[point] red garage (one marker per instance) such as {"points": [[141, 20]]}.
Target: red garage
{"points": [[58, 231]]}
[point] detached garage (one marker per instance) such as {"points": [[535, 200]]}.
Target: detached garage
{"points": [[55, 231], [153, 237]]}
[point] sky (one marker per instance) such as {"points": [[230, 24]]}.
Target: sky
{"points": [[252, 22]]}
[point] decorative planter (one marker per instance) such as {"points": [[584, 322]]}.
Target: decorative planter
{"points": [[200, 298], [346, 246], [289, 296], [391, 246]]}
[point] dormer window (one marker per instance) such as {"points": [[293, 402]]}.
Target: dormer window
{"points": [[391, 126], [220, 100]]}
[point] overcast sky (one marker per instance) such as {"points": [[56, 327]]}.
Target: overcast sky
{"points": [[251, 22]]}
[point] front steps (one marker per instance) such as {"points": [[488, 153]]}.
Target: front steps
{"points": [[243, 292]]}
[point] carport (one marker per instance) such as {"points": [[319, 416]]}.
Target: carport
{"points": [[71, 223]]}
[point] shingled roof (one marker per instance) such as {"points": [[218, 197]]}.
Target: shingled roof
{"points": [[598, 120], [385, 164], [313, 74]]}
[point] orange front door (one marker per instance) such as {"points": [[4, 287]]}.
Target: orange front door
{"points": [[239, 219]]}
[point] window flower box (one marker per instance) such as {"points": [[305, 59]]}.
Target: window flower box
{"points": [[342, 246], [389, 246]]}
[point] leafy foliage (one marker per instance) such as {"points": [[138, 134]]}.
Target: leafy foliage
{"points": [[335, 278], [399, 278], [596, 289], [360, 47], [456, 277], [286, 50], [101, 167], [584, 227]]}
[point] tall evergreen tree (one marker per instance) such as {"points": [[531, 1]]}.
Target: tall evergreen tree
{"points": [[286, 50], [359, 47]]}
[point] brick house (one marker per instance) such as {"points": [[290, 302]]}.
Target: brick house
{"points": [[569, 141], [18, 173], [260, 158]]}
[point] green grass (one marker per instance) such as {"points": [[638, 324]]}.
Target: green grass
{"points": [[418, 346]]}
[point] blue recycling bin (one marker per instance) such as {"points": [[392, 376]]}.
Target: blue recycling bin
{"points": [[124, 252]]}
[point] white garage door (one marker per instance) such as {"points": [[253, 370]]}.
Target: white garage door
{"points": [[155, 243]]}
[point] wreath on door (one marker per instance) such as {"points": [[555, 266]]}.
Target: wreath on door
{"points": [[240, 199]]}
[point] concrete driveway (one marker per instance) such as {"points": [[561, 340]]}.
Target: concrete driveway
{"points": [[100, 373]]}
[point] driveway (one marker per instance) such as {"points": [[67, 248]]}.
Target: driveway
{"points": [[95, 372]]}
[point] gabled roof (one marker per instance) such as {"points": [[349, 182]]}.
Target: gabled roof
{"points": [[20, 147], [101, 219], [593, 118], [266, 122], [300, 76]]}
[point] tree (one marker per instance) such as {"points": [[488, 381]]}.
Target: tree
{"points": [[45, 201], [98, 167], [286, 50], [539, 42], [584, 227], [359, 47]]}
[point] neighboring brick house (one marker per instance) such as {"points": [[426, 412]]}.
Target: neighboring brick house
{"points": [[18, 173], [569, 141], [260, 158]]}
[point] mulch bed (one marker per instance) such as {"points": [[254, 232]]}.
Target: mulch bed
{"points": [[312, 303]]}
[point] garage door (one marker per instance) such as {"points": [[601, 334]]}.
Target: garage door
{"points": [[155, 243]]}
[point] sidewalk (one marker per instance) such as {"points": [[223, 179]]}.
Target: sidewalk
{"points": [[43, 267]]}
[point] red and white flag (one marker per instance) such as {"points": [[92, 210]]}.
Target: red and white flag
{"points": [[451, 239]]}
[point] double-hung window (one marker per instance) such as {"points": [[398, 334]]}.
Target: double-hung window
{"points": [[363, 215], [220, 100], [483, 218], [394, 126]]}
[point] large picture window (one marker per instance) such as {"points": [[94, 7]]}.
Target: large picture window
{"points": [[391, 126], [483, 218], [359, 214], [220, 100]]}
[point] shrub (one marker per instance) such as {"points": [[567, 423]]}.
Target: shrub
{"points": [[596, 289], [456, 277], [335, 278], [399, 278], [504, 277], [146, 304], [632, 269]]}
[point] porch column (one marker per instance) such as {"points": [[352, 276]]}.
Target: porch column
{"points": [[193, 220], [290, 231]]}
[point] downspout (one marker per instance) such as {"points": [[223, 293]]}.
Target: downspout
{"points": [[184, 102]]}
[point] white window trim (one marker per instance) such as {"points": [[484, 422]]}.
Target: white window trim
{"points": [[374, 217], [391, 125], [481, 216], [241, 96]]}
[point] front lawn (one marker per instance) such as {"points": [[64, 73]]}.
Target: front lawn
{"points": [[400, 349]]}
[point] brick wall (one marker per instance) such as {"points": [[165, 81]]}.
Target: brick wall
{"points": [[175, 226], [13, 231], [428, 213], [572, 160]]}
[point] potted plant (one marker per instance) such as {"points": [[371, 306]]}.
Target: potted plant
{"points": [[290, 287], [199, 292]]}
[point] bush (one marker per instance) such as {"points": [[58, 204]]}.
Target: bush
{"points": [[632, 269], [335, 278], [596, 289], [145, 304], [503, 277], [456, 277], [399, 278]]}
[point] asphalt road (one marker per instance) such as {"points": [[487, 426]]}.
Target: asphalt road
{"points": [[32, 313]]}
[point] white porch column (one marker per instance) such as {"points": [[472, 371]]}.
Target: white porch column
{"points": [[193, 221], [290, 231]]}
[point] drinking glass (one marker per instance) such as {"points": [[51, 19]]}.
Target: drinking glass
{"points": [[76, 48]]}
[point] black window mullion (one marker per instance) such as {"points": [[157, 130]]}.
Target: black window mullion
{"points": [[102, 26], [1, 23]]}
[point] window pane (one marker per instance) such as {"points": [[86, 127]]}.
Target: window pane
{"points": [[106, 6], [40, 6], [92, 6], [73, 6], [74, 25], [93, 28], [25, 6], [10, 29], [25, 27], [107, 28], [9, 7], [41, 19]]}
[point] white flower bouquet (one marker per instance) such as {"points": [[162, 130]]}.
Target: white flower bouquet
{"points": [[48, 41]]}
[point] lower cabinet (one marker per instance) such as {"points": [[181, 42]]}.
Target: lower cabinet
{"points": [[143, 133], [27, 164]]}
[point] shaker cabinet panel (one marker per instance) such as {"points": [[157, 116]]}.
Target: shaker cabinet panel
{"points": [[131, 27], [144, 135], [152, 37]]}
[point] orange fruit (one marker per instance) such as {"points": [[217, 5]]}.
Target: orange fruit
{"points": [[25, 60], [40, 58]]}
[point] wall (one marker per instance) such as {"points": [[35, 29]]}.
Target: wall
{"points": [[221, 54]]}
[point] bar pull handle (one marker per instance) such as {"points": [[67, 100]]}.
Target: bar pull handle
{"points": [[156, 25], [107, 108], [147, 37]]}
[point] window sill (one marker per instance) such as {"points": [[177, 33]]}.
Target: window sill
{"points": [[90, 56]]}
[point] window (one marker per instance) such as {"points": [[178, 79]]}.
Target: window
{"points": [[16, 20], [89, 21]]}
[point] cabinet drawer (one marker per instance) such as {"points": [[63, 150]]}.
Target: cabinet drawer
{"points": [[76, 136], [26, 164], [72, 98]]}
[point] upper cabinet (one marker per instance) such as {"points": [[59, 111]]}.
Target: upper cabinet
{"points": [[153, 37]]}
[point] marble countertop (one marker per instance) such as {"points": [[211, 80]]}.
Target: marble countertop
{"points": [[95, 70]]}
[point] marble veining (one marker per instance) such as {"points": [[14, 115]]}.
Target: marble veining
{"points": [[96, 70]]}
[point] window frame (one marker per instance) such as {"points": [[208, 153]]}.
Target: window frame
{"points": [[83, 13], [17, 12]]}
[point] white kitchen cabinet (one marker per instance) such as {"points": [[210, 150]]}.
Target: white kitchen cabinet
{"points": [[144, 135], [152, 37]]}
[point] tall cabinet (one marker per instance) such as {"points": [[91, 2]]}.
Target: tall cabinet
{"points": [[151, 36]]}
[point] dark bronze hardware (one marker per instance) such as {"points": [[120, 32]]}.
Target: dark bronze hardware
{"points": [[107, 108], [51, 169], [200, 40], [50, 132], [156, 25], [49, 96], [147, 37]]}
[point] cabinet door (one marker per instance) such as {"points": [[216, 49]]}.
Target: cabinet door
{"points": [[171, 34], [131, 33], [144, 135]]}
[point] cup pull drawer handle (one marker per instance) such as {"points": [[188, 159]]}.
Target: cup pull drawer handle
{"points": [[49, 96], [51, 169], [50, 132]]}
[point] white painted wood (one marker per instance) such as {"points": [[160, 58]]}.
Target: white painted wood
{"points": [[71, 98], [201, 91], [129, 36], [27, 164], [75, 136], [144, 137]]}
━━━━━━━━━━━━━━━━━━━━
** TASK DIRECTIONS **
Format the lines above, from the line that contains "[point] marble countertop" through the end of the items, as a JSON list of strings with one string per line. Leave out any blank lines.

** TASK OUTPUT **
[
  "[point] marble countertop (one marker per instance) such as {\"points\": [[211, 80]]}.",
  "Target: marble countertop",
  "{\"points\": [[95, 70]]}",
  "[point] marble veining (one marker per instance) such as {\"points\": [[14, 115]]}.",
  "Target: marble veining",
  "{\"points\": [[96, 70]]}",
  "[point] window frame (one marker per instance) such as {\"points\": [[208, 153]]}.",
  "Target: window frame",
  "{\"points\": [[83, 13], [17, 12]]}",
  "[point] white kitchen cabinet (one marker per instance) such as {\"points\": [[210, 150]]}.",
  "Target: white kitchen cabinet",
  "{\"points\": [[144, 135], [152, 37]]}",
  "[point] tall cabinet (one marker per instance) such as {\"points\": [[91, 2]]}.",
  "Target: tall cabinet",
  "{\"points\": [[151, 36]]}",
  "[point] dark bronze hardware (one marker per instance) such as {\"points\": [[120, 32]]}.",
  "Target: dark bronze hardware",
  "{\"points\": [[107, 108], [51, 169], [200, 40], [50, 132], [156, 25], [49, 96], [147, 37]]}",
  "[point] cabinet door (one marker per instance) such as {\"points\": [[216, 49]]}.",
  "Target: cabinet door",
  "{\"points\": [[171, 34], [131, 33], [144, 135]]}",
  "[point] cup pull drawer handle (one marker per instance) such as {\"points\": [[188, 159]]}.",
  "Target: cup pull drawer handle",
  "{\"points\": [[49, 96], [51, 169], [50, 132]]}",
  "[point] white painted wood (one marker per instance) such as {\"points\": [[160, 58]]}.",
  "Target: white painted wood",
  "{\"points\": [[71, 98], [201, 91], [129, 36], [27, 164], [75, 136], [144, 137]]}"
]